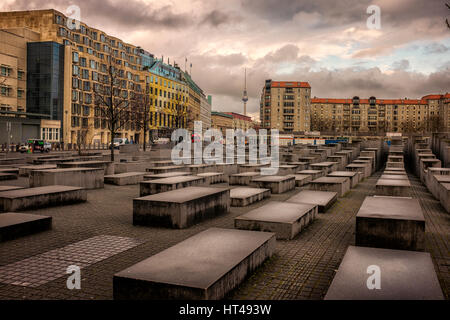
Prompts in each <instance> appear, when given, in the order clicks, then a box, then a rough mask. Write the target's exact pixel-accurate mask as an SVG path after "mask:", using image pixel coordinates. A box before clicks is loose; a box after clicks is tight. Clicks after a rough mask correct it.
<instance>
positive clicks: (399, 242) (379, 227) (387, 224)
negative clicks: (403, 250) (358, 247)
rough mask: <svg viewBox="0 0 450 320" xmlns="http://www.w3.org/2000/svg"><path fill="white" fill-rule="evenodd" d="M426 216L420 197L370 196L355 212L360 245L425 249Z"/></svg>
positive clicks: (369, 246)
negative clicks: (398, 197) (423, 211)
mask: <svg viewBox="0 0 450 320" xmlns="http://www.w3.org/2000/svg"><path fill="white" fill-rule="evenodd" d="M424 241H425V218H424V216H423V213H422V208H421V207H420V203H419V201H418V200H417V199H412V198H403V197H402V198H398V197H379V196H375V197H367V198H366V199H365V200H364V202H363V204H362V205H361V208H360V209H359V211H358V214H357V215H356V229H355V244H356V245H357V246H364V247H375V248H387V249H402V250H423V249H424Z"/></svg>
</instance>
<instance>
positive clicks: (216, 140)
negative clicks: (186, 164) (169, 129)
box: [171, 121, 280, 175]
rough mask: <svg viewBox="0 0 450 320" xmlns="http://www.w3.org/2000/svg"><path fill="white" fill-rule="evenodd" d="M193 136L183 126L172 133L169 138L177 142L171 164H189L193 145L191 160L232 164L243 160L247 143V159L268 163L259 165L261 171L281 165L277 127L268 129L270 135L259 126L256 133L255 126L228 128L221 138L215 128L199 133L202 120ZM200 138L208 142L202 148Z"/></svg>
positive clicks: (173, 141) (276, 170)
mask: <svg viewBox="0 0 450 320" xmlns="http://www.w3.org/2000/svg"><path fill="white" fill-rule="evenodd" d="M192 137H193V139H192V138H191V135H190V133H189V131H188V130H186V129H177V130H175V131H174V132H173V133H172V137H171V140H172V142H175V143H177V144H176V145H175V147H174V148H173V149H172V154H171V159H172V162H173V163H174V164H176V165H182V164H192V148H193V160H194V161H193V164H202V163H206V164H234V163H235V161H236V160H237V163H238V164H245V163H246V146H248V163H250V164H257V163H259V164H266V165H267V164H270V166H269V167H267V168H261V174H262V175H274V174H277V173H278V168H279V165H280V159H279V143H280V139H279V132H278V130H275V129H271V130H270V136H269V135H268V134H267V130H266V129H261V130H259V133H256V131H255V130H254V129H248V130H247V131H245V132H244V131H243V130H242V129H237V130H234V129H227V130H226V138H225V139H224V137H223V135H222V132H221V131H220V130H218V129H208V130H206V131H205V133H204V134H202V122H201V121H195V122H194V134H193V136H192ZM202 137H203V138H202ZM192 140H193V141H192ZM203 141H204V142H209V144H208V145H207V146H206V147H205V148H204V150H203ZM224 144H225V149H226V153H225V157H224V150H223V149H224ZM269 144H270V152H269V150H268V145H269ZM235 149H236V156H235Z"/></svg>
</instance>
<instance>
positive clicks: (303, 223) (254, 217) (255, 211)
******************************
* **WORK INSTRUCTION**
Whenever images occur above, omit them and retype each line exactly as it stands.

* **TASK SOLUTION**
Prompts in each <instance> appear, when given, in the order clicks, then a box, then a rough mask. Write the target's exact pixel-accurate mask as an SVG path after "mask:", using image pixel coordinates. A box before clicks is loose; a box after clicks is tight. Clicks after a rough mask correct it.
<instance>
positive clicks: (399, 242) (379, 227) (387, 224)
negative clicks: (403, 250) (358, 247)
rough mask: <svg viewBox="0 0 450 320" xmlns="http://www.w3.org/2000/svg"><path fill="white" fill-rule="evenodd" d="M426 216L420 197L370 196L355 212L360 245L425 249Z"/></svg>
positive clicks: (369, 246)
negative clicks: (398, 197) (423, 211)
mask: <svg viewBox="0 0 450 320" xmlns="http://www.w3.org/2000/svg"><path fill="white" fill-rule="evenodd" d="M424 241H425V218H424V216H423V213H422V208H421V207H420V203H419V201H418V200H417V199H412V198H403V197H402V198H398V197H379V196H375V197H367V198H366V199H365V200H364V202H363V204H362V205H361V208H360V209H359V211H358V214H357V215H356V229H355V244H356V245H357V246H364V247H375V248H387V249H402V250H423V249H424Z"/></svg>
</instance>
<instance>
positive clicks: (216, 140)
negative clicks: (186, 164) (169, 129)
box: [171, 121, 280, 175]
rough mask: <svg viewBox="0 0 450 320" xmlns="http://www.w3.org/2000/svg"><path fill="white" fill-rule="evenodd" d="M193 136L183 126L172 133L169 138L177 142L171 164H189L193 145L191 160L232 164L243 160L247 143V159L268 163L259 165L261 171L281 165L277 127L268 129L270 135L259 126L256 133L255 126L228 128L221 138L215 128L199 133L202 120ZM200 138L208 142L202 148Z"/></svg>
positive clicks: (173, 141) (276, 170)
mask: <svg viewBox="0 0 450 320" xmlns="http://www.w3.org/2000/svg"><path fill="white" fill-rule="evenodd" d="M192 137H193V139H192V138H191V135H190V133H189V131H188V130H186V129H177V130H175V131H174V132H173V133H172V137H171V140H172V142H175V143H177V144H176V145H175V147H174V148H173V149H172V154H171V159H172V162H173V163H174V164H176V165H182V164H192V148H193V160H194V161H193V164H202V163H206V164H234V163H235V161H236V160H237V163H238V164H245V163H246V146H248V163H250V164H257V163H259V164H266V165H267V164H270V166H269V167H267V168H261V174H262V175H274V174H277V173H278V168H279V165H280V159H279V143H280V139H279V132H278V130H275V129H271V130H270V136H269V135H268V134H267V130H266V129H261V130H259V133H256V131H255V130H254V129H248V130H247V131H245V132H244V131H243V130H242V129H237V130H234V129H227V130H226V138H225V139H224V137H223V135H222V132H221V131H220V130H218V129H208V130H206V131H205V133H204V134H202V122H201V121H195V122H194V134H193V136H192ZM202 137H203V138H202ZM192 140H193V141H192ZM203 141H204V142H209V144H208V145H207V146H206V147H205V148H204V150H203ZM224 144H225V149H226V153H225V157H224V150H223V149H224ZM269 144H270V152H269V150H268V145H269ZM235 149H236V156H235Z"/></svg>
</instance>
<instance>
positive clicks: (303, 223) (254, 217) (255, 211)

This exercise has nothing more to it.